• **WHAT YOU HAVE TO DO**: Please pick out every line of the material below that contains the word "small", and copy each one.

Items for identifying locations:
>>>

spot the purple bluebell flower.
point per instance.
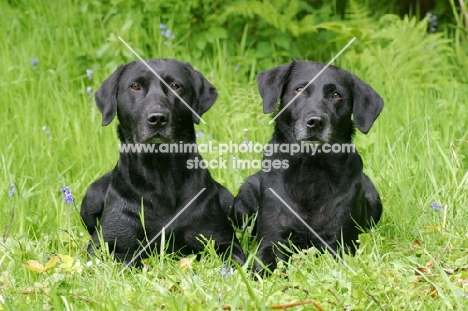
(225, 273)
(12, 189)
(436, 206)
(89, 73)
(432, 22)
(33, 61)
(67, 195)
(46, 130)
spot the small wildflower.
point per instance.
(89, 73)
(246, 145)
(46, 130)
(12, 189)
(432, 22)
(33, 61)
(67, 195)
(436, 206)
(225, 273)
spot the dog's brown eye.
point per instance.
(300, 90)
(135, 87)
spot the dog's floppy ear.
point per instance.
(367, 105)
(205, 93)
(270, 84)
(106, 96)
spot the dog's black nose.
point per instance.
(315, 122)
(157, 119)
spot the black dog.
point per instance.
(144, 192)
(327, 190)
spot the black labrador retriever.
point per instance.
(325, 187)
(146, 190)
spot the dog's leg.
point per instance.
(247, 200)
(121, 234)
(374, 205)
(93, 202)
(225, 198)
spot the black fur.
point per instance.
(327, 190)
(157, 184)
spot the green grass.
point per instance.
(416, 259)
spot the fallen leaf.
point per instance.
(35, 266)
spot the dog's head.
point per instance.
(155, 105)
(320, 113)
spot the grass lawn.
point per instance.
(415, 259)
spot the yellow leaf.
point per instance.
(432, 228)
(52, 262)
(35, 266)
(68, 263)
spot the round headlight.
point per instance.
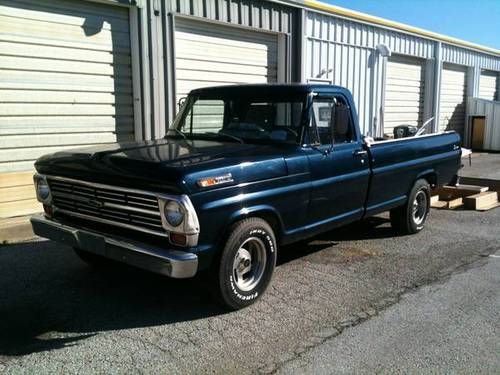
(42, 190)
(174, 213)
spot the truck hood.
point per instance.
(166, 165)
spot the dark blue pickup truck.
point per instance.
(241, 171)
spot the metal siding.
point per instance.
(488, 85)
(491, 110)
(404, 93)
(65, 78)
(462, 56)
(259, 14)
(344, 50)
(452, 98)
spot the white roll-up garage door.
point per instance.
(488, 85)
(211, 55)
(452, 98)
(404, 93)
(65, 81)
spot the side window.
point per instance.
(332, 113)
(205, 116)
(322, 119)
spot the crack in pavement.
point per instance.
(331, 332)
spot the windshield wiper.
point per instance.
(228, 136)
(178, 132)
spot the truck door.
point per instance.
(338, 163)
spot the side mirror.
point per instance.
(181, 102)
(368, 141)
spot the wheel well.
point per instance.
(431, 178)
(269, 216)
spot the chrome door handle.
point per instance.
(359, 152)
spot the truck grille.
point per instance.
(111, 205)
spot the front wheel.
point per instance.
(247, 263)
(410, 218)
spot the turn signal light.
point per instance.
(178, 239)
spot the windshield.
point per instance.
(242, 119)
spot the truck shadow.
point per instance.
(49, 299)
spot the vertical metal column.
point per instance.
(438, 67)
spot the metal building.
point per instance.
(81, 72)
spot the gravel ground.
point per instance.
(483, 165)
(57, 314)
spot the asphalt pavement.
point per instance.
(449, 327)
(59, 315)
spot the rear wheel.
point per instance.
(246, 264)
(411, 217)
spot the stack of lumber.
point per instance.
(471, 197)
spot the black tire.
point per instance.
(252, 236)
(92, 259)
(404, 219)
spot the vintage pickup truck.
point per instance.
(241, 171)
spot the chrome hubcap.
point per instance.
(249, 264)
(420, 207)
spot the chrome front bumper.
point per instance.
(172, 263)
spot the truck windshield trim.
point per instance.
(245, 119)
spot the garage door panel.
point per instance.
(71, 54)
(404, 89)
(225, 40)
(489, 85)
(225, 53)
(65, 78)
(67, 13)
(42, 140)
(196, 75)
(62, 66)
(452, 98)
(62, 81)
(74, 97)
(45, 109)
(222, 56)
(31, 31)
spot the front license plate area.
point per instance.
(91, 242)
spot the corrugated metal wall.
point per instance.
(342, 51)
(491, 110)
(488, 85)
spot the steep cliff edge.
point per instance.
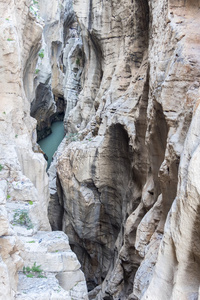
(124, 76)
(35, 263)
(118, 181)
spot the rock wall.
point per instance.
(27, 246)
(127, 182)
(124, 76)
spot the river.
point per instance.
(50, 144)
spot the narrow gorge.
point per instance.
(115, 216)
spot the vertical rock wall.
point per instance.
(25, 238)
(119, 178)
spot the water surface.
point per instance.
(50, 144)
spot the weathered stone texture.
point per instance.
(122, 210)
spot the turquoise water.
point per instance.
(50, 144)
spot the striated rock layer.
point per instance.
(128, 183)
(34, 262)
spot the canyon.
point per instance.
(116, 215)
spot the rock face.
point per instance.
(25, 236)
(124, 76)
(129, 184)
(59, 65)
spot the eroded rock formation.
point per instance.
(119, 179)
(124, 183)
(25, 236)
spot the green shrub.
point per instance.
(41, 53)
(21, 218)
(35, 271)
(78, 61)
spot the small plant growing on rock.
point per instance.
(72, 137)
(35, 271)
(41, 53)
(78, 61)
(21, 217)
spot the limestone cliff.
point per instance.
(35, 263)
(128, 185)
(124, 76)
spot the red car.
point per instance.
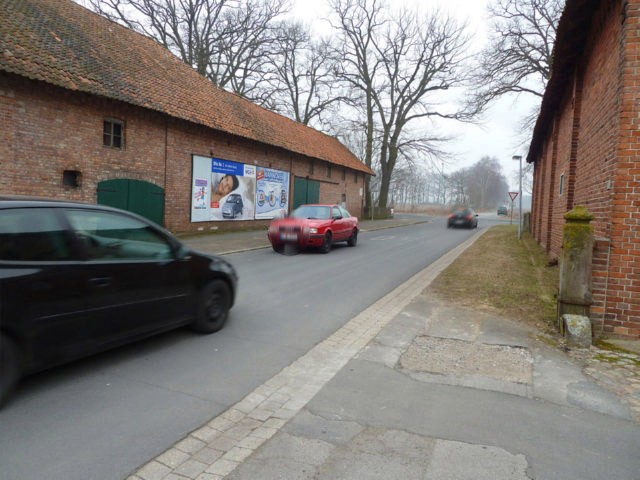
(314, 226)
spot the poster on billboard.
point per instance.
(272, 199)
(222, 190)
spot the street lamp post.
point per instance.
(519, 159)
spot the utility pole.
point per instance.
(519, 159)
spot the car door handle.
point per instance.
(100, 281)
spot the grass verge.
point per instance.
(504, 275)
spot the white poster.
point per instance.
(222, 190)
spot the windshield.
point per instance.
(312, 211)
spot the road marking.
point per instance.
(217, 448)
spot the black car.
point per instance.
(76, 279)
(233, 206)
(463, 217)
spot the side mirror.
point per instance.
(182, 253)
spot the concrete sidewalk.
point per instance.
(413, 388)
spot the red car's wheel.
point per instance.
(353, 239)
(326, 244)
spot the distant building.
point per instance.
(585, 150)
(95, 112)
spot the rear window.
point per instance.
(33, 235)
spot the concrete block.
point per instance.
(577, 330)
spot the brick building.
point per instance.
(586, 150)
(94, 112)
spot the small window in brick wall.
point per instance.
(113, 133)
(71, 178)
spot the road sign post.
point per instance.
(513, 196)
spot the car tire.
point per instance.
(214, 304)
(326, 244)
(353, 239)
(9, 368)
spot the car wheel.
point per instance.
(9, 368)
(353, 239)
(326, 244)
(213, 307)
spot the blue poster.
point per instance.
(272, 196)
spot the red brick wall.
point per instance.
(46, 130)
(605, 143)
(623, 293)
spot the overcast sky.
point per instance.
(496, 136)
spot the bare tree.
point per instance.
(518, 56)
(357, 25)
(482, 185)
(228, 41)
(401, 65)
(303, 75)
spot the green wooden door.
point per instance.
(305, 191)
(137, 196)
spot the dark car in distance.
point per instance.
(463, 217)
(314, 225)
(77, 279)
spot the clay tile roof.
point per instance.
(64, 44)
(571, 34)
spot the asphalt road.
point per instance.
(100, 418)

<<<
>>>

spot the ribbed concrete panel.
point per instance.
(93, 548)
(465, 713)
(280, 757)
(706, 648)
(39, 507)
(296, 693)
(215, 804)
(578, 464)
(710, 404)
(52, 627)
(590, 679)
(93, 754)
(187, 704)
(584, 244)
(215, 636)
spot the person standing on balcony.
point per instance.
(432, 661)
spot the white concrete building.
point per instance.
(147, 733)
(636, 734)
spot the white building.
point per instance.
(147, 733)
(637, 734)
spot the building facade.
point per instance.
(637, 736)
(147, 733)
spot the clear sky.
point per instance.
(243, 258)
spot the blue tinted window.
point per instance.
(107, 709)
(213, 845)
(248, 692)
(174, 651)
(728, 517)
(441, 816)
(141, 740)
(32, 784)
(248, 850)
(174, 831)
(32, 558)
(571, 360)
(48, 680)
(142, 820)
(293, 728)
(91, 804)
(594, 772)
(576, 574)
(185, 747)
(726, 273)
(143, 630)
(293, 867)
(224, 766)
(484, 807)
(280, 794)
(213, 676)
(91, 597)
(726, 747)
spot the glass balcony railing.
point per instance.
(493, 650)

<<<

• **CORRECT OUTPUT**:
spot the small wildflower.
spot the small plant growing on rock.
spot the small window in brick wall.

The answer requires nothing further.